Sally:I wonder if the idea that if we have all been working within our own programs and working to our own funding stream, we do have a tendency to silo ourselves. So not only, I would say every clinician out there would be very, very happy to have more information on board on how to support clients with mental health and substance use concerns. But perhaps the, there's a wider system out there that might be working against our individual desire to support our clients on both fronts. So if, we can find a way, to understand that sometimes we have to do something that is not necessarily straight down the path to support our client. We need to be able to understand that with communication and with that building of connection, you are going to have much better, much more positive outcomes for your for your clients by holding on to your networks, by building your networks.
Sally:That is that is the key to breaking down the silos.
Annie:Yeah. So some of those barriers can be self imposed without even really being aware of it.
James:Hamilton Centre's got a lot a lot of work to do.
Sally:I think we've all got a lot of work to do.
Sally:I think we all come in, and, perhaps the way professions, within the AOD sector and within the mental health sector have changed, and we've become more professionalised, and we've become more credentialed as we've gone along. Mhmm. That sometimes can silo clinicians into thinking that they can only do one part of the work. Yeah. Yes.
Sally:Whereas, back in the day, inverted commas, you'd be thrown into one one programme, and then you'd have an opportunity to get some experience in another programme, and perhaps those opportunities don't exist anymore or as much anymore. So when you get that opportunity, and when someone says, hey. Do you want some do you want some experience in in, in an AOD clinic or what have you say? Yes. Thanks.
Sally:That'd be great. If you want some help do you want some support, you know, getting some getting some expertise in a in a mental health program? Yes. Thanks. I would absolutely love that.
Sally:To all the younger clinicians out there, the newer clinicians out there, put your hand up, and if someone offers you something like that, grab it with both hands. Absolutely.
Annie:And look for those opportunities as well.
James:Yep. Yeah.
Annie:I'd be really interested to know about some of the calls that you've already received and, to the advice and mentorship line. Are you happy to share?
James:Yeah. Sure. Stories? I had one, phone call that, came a little while ago for someone who was working on a rehab unit. And she had someone who had started to develop psychotic symptoms, and it was it was causing problem for the other patients on the ward.
****
Exercise requirements.
Translate this sentence from the transcript about clinical silos into Spanish: "I think we've all got a lot of work to do."
****
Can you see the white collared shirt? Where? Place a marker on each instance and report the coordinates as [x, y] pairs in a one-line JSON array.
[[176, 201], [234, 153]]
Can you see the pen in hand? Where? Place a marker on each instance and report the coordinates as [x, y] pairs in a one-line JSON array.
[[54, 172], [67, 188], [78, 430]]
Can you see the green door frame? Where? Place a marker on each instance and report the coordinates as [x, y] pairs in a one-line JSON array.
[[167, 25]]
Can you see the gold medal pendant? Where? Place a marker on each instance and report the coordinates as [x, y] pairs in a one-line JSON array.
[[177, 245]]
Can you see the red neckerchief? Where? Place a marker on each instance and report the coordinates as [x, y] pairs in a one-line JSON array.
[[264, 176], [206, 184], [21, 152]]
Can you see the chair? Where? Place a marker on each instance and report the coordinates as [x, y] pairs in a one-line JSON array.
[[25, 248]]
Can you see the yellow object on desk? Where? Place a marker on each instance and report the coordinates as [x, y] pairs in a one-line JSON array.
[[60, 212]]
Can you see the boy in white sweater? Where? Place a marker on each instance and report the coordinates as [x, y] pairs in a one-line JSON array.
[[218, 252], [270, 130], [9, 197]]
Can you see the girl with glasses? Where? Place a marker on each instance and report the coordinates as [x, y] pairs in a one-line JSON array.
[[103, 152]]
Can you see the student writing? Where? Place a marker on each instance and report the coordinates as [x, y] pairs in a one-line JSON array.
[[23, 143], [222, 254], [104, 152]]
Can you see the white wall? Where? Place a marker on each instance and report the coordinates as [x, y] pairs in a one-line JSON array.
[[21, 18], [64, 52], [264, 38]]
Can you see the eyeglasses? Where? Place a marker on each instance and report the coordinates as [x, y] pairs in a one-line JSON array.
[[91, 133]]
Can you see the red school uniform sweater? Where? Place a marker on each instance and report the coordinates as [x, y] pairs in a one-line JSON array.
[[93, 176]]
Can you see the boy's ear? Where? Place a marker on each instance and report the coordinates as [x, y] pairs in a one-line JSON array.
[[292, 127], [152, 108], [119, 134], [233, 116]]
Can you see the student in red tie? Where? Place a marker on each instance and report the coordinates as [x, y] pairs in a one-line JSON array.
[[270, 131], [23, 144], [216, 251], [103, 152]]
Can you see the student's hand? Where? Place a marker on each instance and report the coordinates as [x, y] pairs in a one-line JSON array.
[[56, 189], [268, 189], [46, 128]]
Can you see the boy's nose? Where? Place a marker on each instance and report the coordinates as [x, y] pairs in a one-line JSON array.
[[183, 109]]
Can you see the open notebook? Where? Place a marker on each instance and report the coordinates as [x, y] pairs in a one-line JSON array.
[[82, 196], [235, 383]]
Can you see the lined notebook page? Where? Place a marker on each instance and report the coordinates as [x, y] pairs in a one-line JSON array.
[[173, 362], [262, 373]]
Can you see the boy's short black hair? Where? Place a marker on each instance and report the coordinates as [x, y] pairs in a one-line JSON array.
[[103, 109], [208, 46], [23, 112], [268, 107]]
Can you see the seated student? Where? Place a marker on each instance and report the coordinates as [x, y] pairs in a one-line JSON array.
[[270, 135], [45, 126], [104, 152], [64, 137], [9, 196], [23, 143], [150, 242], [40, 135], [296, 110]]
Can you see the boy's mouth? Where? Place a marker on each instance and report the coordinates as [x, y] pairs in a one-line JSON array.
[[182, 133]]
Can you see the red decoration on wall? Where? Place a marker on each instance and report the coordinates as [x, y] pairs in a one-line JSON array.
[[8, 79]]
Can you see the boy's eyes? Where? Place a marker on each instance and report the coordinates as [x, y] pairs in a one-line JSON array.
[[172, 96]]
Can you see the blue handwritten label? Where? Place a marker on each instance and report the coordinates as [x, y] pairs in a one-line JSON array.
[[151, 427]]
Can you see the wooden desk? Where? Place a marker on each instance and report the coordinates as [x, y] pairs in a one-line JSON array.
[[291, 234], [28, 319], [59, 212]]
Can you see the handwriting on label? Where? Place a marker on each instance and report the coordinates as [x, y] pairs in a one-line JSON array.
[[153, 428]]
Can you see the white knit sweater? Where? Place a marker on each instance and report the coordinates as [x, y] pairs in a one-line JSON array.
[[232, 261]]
****
Solved problem.
Creo que todos tenemos mucho trabajo por hacer.